• What the task asks: Set out the rows below as a numbered list, leaving out any blank lines.

• Supplied data:
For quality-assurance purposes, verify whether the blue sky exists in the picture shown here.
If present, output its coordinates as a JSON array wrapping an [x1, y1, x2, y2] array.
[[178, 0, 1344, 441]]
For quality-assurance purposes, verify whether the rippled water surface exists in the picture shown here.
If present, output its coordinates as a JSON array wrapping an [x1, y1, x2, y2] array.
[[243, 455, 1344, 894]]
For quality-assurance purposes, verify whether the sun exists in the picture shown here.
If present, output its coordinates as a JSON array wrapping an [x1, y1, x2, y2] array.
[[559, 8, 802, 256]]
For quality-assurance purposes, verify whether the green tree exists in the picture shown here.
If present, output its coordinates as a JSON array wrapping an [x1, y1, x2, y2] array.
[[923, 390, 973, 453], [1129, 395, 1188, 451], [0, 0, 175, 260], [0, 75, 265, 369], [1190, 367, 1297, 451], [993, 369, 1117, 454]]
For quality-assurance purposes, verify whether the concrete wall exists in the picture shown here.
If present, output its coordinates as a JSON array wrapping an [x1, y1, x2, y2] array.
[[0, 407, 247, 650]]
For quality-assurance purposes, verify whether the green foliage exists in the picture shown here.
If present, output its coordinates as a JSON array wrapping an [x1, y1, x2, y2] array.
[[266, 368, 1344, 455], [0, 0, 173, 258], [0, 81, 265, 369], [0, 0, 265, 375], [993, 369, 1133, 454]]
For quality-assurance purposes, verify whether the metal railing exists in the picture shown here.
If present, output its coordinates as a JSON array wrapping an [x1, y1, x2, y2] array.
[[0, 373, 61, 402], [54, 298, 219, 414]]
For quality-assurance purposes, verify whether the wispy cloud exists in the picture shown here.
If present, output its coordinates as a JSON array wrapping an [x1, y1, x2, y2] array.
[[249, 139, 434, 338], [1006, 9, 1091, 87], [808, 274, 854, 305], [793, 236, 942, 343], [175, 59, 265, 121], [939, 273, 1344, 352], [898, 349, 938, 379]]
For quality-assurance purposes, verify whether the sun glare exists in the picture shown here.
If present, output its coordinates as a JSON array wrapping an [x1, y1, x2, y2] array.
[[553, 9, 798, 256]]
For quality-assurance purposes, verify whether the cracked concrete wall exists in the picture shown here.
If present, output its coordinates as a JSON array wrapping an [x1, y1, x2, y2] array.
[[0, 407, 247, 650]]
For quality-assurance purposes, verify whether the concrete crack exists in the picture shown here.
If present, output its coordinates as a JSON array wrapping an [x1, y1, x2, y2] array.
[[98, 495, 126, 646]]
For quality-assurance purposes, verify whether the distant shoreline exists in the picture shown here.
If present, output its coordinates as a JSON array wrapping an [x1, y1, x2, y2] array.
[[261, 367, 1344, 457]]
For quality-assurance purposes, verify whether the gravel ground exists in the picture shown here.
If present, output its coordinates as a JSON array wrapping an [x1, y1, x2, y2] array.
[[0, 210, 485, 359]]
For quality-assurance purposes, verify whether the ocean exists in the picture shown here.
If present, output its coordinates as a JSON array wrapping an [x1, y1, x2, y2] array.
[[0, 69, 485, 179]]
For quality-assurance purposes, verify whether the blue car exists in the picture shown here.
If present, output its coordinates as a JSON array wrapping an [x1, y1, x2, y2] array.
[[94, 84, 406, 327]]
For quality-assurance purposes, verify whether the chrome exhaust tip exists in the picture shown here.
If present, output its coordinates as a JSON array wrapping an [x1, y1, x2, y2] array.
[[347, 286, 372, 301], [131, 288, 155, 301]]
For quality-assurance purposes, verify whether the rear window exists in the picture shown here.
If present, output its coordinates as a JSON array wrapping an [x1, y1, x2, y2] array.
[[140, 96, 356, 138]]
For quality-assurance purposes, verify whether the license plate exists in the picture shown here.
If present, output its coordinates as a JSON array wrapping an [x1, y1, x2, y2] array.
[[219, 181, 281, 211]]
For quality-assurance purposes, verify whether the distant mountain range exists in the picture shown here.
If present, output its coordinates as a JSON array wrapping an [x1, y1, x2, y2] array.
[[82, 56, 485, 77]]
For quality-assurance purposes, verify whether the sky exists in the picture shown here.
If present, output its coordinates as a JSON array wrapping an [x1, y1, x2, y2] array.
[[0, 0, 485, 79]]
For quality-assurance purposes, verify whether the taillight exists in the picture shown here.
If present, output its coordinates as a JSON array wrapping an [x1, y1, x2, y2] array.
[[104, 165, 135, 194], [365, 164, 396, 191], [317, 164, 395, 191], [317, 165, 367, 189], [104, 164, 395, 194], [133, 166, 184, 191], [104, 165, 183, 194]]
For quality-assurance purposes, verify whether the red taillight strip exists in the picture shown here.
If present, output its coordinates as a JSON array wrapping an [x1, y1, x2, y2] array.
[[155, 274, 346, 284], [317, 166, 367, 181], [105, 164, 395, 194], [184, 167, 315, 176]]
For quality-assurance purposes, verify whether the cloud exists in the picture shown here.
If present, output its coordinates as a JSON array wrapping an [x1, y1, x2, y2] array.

• Answer in full:
1. For quality-assurance purposes, verify whether the blue sky exists in the picture shown here.
2. If present, output its coordinates as a JSON array wrapping an [x1, y1, x2, y2] array.
3. [[178, 0, 1344, 441]]
4. For quality-assurance purposes, verify whether the rippled water surface exists in the picture shown here.
5. If present, output its coordinates as a JSON array wrapping an [x1, y1, x2, y2] array.
6. [[243, 455, 1344, 894]]
7. For quality-assurance purposes, verify whether the sun exists in the picture shown here.
8. If present, output its coordinates as a JSON array wrapping an [x1, y1, x2, y2] array.
9. [[559, 8, 802, 256]]
10. For quality-assurance purposes, verify whether the green tree exists in the picture shown here.
11. If present, output its coordinates as a JSON array wrapping an [x1, y1, x2, y2] array.
12. [[923, 390, 973, 453], [1129, 395, 1188, 451], [0, 0, 175, 260], [0, 75, 265, 369], [1190, 367, 1297, 451], [993, 369, 1117, 454]]
13. For quality-assurance purposes, verify whether the concrete wall exists in the picture shown here.
14. If present, output its coordinates as a JSON array wrapping an [x1, y1, x2, y2] array.
15. [[0, 407, 247, 650]]
16. For quality-assurance purposes, verify whether the green foliage exists in the picture shown here.
17. If present, output its coordinates as a JSON array wrapping an [x1, y1, x2, y2] array.
18. [[266, 368, 1344, 455], [0, 0, 173, 258], [0, 81, 265, 369], [0, 0, 265, 375], [993, 369, 1133, 454]]
19. For quality-assurance purposes, verify whether the metal railing exists in the picture shown here.
20. If present, output its coordinates as a JSON array wrapping an [x1, y1, x2, y2] array.
21. [[0, 373, 61, 402], [54, 298, 219, 414]]
22. For quality-assurance purposes, verify whether the wispy cloud exists in the picture shown here.
23. If present, output its coordinates as a JSON array wrapping an [x1, y1, x2, y2] array.
24. [[249, 139, 434, 338], [1006, 9, 1091, 87], [808, 274, 854, 305], [793, 236, 942, 343], [175, 59, 265, 121], [939, 273, 1344, 352], [898, 349, 938, 379]]
25. For quality-assurance purposes, verify whether the sun glare exists in the picture shown here.
26. If present, output its coordinates as a JSON array wrapping an [x1, y1, x2, y2] array.
27. [[553, 9, 798, 256]]
28. For quality-assurance purposes, verify whether the cracked concrete wall exists in the picture shown here.
29. If present, output its coordinates as a JSON array wrapping an [x1, y1, x2, y2] array.
30. [[0, 407, 247, 650]]
31. For quality-assurance purposes, verify whether the concrete crack exists in the picture shown here.
32. If present, output its coordinates as a JSON array wrapping an [x1, y1, x2, y2] array.
33. [[98, 495, 126, 646]]
34. For quality-assurance purposes, verify whether the distant shoreline exists in the picture shown here.
35. If present, output its coordinates as a JSON array wrapping an [x1, y1, x2, y2] array.
36. [[261, 367, 1344, 457]]
37. For quality-assurance purposes, verify whether the gravel ground exists in the picture shown here.
38. If present, output its coordinates as a JSON array wrapping an [x1, y1, x2, y2] array.
39. [[0, 210, 485, 359]]
40. For quality-assurance purposes, verify whether the ocean exists in the picture shown here.
41. If present, output its coordinates as a JSON array wrapping an [x1, y1, x2, y2] array.
42. [[0, 69, 485, 179]]
43. For quality-assurance purposes, verify whether the blue car exists in the picture shown here.
44. If present, output its coordinates as a JSON array wrapping an [x1, y1, x2, y2] array.
45. [[94, 84, 406, 327]]
46. For quality-assurance purposes, verify whether the chrome exhaust tip exists in the picture shown here.
47. If present, output its coordinates as a JSON array wrapping an [x1, y1, x2, y2] array.
48. [[347, 286, 372, 301], [131, 288, 155, 301]]
49. For quality-assurance purposes, verify whether the rear window exists in the picture shown here.
50. If present, output its coordinates as a JSON array wrapping an [x1, y1, x2, y2] array.
51. [[140, 96, 356, 138]]
52. For quality-assurance purposes, verify whether the license plate exists in the picture shown here.
53. If present, output its coordinates as a JSON array wrapping an [x1, y1, x2, y2] array.
54. [[219, 181, 281, 211]]
55. For quality-assurance purposes, verify whether the distant mountain range exists in the picture shown here.
56. If present, output its coordinates as a JSON array wrapping an [x1, y1, x2, y2] array.
57. [[82, 56, 485, 77]]
58. For quality-assurance purposes, verify whether the sky exists in the picture shown here.
59. If present, output its coordinates as a JSON array wrapping an [x1, y1, x2, y2] array.
60. [[0, 0, 485, 79]]
61. For quality-assurance purposes, verify whether the taillight exists in the picture shown here.
62. If present, output its coordinates as a JSON array wrapping an [x1, y1, x2, y2] array.
63. [[104, 165, 135, 194], [365, 164, 396, 191], [317, 164, 395, 191], [317, 165, 367, 189], [104, 164, 395, 194], [133, 166, 184, 191], [104, 165, 183, 194]]
64. For quality-assurance purposes, verify whether the red taillight strip exists in the picture shown here.
65. If present, output its coordinates as a JSON array wrapping an [x1, y1, x2, y2] array.
66. [[155, 274, 346, 284], [317, 166, 367, 181], [105, 164, 395, 194], [184, 167, 315, 176]]
67. For quality-assurance purposes, verify whether the cloud exists in the picture shown here.
68. If present, output its coordinates as a JSON array wrapping an [x1, y1, x2, y2] array.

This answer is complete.